_Required action_: Within the records, how many lines hold the word "knit"? State that number alone.

_Extracted information_:
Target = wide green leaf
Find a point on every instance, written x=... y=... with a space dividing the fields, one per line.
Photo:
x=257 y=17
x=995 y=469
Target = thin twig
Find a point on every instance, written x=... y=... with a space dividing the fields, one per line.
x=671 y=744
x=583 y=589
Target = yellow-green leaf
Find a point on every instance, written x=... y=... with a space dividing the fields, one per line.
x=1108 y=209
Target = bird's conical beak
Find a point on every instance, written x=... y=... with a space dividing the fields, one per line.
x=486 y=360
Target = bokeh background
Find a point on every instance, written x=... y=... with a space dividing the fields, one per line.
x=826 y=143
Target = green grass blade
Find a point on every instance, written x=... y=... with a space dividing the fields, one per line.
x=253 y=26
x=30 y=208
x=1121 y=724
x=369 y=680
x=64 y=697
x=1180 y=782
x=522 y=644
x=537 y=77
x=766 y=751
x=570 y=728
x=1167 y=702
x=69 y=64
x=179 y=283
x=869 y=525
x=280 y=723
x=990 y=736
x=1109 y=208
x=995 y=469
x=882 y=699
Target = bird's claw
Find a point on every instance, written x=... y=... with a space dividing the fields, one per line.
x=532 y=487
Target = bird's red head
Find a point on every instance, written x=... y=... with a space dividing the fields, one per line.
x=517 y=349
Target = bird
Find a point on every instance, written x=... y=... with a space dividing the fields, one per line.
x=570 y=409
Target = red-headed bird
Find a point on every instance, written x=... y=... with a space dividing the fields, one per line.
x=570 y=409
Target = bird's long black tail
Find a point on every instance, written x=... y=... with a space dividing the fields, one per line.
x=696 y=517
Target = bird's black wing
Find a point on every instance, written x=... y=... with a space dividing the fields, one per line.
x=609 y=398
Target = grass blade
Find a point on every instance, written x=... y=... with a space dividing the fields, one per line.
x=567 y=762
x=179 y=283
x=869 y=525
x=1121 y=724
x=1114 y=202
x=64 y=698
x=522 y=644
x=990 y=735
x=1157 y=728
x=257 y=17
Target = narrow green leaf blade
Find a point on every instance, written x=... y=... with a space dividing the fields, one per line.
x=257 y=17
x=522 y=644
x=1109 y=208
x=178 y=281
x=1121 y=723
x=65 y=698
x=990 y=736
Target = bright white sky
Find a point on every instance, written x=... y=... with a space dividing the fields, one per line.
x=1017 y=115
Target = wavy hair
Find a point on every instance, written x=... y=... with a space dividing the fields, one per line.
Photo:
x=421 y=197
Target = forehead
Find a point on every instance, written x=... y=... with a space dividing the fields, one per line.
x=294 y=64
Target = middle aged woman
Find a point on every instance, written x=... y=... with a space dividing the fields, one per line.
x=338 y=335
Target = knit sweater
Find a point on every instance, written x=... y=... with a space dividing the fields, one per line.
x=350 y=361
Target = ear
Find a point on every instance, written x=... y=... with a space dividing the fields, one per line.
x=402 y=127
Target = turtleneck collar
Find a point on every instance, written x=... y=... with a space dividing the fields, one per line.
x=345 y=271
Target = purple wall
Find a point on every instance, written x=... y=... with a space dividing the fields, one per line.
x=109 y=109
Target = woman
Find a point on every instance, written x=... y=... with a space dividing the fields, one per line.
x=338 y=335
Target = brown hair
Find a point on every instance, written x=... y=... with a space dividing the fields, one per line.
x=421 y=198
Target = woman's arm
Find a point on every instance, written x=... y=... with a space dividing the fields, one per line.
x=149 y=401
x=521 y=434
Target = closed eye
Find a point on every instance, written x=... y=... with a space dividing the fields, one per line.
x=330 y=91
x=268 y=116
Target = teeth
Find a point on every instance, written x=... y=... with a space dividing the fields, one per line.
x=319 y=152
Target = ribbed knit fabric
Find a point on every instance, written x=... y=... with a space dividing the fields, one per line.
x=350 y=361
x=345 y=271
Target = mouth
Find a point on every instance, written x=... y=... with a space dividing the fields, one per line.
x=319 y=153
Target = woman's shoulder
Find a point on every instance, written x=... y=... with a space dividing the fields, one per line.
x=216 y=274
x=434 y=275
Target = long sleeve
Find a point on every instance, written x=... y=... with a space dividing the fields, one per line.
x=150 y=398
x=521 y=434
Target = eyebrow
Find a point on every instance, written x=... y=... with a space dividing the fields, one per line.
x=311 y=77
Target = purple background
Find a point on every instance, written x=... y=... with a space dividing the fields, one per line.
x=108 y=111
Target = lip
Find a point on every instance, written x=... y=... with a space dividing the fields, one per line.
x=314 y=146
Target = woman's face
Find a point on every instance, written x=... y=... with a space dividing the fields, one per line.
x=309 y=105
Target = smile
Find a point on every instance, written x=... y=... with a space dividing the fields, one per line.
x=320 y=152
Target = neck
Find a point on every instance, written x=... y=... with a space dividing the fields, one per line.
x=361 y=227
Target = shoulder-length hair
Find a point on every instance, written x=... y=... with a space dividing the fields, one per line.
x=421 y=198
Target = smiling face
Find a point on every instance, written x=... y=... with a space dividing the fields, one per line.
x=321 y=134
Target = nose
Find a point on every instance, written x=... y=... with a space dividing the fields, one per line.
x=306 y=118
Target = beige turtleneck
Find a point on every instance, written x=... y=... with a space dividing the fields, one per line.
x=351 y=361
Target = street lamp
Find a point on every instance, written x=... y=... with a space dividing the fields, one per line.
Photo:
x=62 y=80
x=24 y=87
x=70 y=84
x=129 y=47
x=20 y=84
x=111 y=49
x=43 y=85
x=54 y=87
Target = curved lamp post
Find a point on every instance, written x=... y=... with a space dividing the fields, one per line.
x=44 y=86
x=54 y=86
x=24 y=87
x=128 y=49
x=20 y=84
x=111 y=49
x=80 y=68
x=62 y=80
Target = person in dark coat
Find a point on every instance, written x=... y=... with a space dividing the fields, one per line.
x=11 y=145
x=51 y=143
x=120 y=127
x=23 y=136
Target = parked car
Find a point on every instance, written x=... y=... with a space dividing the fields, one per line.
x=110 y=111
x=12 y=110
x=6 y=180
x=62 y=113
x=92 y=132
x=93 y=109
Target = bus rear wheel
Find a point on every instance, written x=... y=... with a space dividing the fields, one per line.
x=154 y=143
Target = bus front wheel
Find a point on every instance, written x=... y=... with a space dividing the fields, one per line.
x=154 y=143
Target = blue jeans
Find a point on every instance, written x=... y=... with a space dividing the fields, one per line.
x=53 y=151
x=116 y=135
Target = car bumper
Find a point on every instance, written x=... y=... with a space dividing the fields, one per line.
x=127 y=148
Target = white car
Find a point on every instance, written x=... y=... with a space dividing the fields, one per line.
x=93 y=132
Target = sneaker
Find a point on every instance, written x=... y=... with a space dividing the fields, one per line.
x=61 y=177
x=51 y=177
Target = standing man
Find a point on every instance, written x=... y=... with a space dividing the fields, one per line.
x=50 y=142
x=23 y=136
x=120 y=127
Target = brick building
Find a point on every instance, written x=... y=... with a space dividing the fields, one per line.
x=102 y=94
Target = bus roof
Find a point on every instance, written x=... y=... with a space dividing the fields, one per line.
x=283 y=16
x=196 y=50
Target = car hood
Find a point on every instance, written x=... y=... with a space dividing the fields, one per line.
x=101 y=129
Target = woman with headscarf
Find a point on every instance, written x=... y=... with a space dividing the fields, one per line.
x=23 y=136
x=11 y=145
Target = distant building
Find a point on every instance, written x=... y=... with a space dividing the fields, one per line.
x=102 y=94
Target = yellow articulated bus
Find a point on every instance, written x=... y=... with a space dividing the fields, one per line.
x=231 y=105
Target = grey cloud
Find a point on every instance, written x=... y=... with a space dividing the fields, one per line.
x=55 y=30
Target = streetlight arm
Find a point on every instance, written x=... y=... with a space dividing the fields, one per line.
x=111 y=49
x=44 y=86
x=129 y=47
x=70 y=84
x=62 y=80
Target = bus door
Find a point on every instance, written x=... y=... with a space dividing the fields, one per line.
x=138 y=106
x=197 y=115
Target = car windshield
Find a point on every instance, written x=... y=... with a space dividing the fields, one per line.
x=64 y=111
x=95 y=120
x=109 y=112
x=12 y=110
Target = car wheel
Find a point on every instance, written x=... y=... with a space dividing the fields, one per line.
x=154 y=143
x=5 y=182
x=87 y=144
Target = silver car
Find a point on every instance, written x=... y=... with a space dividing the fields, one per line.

_Exercise result_: 2